Interval Estimation — Part 2

Paulo Fagandini

Lisbon Accounting and Business School — Polytechnic University of Lisbon

Interval Estimation — Part 2

Topics covered

2’) Confidence Interval for the Population Mean, \(\mu\), of Non-Normal Populations

Confidence Interval for the Proportion, \(p\), of a Bernoulli Population
Confidence Interval for the Variance, \(\sigma^2\), and Standard Deviation, \(\sigma\), of a Normal Population

Reference: Newbold, P., Carlson, W., & Thorne, B. — Statistics for Business and Economics, Global Ed.

2’) CI for \(\mu\) — Non-Normal Populations

Case 3 — Non-Normal Population and \(n > 30\)

Consider a random sample \(X_1, X_2, \ldots, X_n\), \(n \in \mathbb{N}\) and \(n > 30\), drawn from a population \(X\) of unknown or non-Normal distribution.

Regardless of whether \(\sigma\) is known or not, the pivot statistic is always approximately \(N(0,1)\) (by the Central Limit Theorem):

If \(\sigma\) known:

\[\underbrace{\mu}_{\text{parameter}} \;\longrightarrow\; \underbrace{\bar{X}}_{\text{point estimator}} \;\longrightarrow\; \underbrace{Z = \dfrac{\bar{X} - \mu}{\sigma / \sqrt{n}}}_{\text{pivot statistic}} \;\dot{\sim}\; N(0,1)\]

If \(\sigma\) unknown:

\[\underbrace{\mu}_{\text{parameter}} \;\longrightarrow\; \underbrace{\bar{X}}_{\text{point estimator}} \;\longrightarrow\; \underbrace{Z = \dfrac{\bar{X} - \mu}{S' / \sqrt{n}}}_{\text{pivot statistic}} \;\dot{\sim}\; N(0,1)\]

Case 3 — Confidence Intervals for \(\mu\)

==================================================

--- Directive 1 ---
In the interval estimation notes, what theorem makes the pivot statistic approximately N(0,1) in Case 3?
--- Directive 2 ---
Rewrite the interval estimation notes starting with "Reference: Newbold, P., Carlson, W., &" and going on through "or non-Normal distribution.", changing "random sample" to "simple random sample".
This data has no connection to the interval estimation notes.

==================================================

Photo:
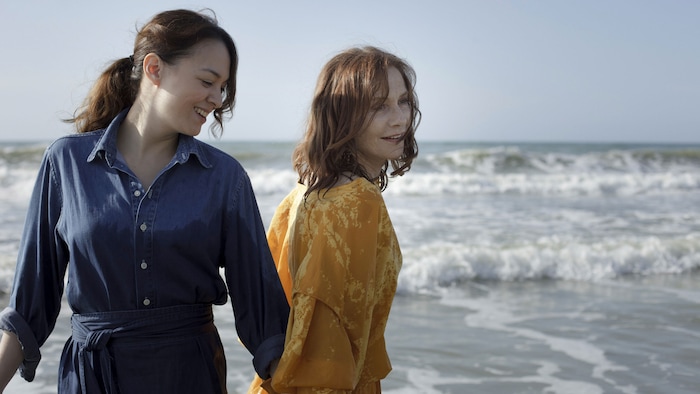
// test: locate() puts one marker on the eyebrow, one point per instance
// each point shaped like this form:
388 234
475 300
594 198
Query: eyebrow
216 74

==================================================

--- Expected answer 1 ---
The Central Limit Theorem.

--- Expected answer 2 ---
Reference: Newbold, P., Carlson, W., & Thorne, B. — Statistics for Business and Economics, Global Ed.

2’) CI for \(\mu\) — Non-Normal Populations

Case 3 — Non-Normal Population and \(n > 30\)

Consider a simple random sample \(X_1, X_2, \ldots, X_n\), \(n \in \mathbb{N}\) and \(n > 30\), drawn from a population \(X\) of unknown or non-Normal distribution.